◆ Obiettivo:
Ripeti alla lettera il brano del testo sul Tour de Langkawi che va da "L’interesse è molto" fino a "gareggiava a giugno.".

◆ Segmento di testo:

►

Il Tour de Langkawi ha sempre attirato tanta folla. L’attesa per il ritorno è tantissima
Il Tour de Langkawi ha sempre attirato tanta folla. L’attesa per il ritorno è tantissima
A poco più di un mese dall’effettuazione della gara, che risposte avete avuto da parte dei team?

L’interesse è molto alto. Saremo ormai agli sgoccioli della stagione e le squadre ancora coinvolte nella lotta per la retrocessione dal World Tour saranno tutte impegnate, questo è sicuro, a cominciare dalla Movistar che ha già dato la adesione. Ci saranno le formazioni asiatiche come Uae Team Emirates e Astana proprio perché il Tour de Langkawi fa parte dell’Asia Tour, inoltre ci sarà il Terrenganu Polygon, la principale squadra multinazionale malese, poi il China Glory (squadra che dal primo agosto ha tesserato Matteo Malucelli, ndr), e dovrebbe essere della partita anche la Drone Hopper, Savio ci ha detto che avrebbe aderito anche se si gareggiava a giugno.

◄

Record contenuti in un dataset:
►

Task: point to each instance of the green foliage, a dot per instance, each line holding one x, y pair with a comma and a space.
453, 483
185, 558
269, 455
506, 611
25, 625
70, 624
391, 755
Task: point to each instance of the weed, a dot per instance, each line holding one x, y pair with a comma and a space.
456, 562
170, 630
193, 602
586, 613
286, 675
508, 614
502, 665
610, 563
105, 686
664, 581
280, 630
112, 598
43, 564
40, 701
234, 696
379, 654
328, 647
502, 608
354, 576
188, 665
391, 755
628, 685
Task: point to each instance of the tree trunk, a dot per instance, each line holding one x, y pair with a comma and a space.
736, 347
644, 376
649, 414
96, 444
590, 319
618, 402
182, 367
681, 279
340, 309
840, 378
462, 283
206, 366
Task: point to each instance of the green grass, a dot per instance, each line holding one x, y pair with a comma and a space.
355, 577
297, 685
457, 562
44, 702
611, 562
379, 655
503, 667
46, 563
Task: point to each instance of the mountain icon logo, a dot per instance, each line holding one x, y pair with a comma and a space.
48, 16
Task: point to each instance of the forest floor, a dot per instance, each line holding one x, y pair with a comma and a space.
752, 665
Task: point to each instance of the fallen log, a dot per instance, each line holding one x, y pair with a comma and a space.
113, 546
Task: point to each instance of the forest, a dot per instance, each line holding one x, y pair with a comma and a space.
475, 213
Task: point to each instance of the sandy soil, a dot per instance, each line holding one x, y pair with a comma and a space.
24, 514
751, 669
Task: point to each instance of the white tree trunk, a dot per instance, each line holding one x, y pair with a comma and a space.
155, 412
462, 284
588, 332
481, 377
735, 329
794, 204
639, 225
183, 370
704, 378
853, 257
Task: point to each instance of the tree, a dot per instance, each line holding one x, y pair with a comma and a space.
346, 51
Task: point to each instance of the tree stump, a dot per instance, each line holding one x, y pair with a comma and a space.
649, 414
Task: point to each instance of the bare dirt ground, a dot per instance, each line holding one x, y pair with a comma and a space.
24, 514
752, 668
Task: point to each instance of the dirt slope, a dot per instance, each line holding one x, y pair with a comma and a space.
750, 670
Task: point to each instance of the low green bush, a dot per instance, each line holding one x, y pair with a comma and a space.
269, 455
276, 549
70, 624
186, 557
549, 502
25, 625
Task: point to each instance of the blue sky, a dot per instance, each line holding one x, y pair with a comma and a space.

◄

◆ Soluzione:
L’interesse è molto alto. Saremo ormai agli sgoccioli della stagione e le squadre ancora coinvolte nella lotta per la retrocessione dal World Tour saranno tutte impegnate, questo è sicuro, a cominciare dalla Movistar che ha già dato la adesione. Ci saranno le formazioni asiatiche come Uae Team Emirates e Astana proprio perché il Tour de Langkawi fa parte dell’Asia Tour, inoltre ci sarà il Terrenganu Polygon, la principale squadra multinazionale malese, poi il China Glory (squadra che dal primo agosto ha tesserato Matteo Malucelli, ndr), e dovrebbe essere della partita anche la Drone Hopper, Savio ci ha detto che avrebbe aderito anche se si gareggiava a giugno.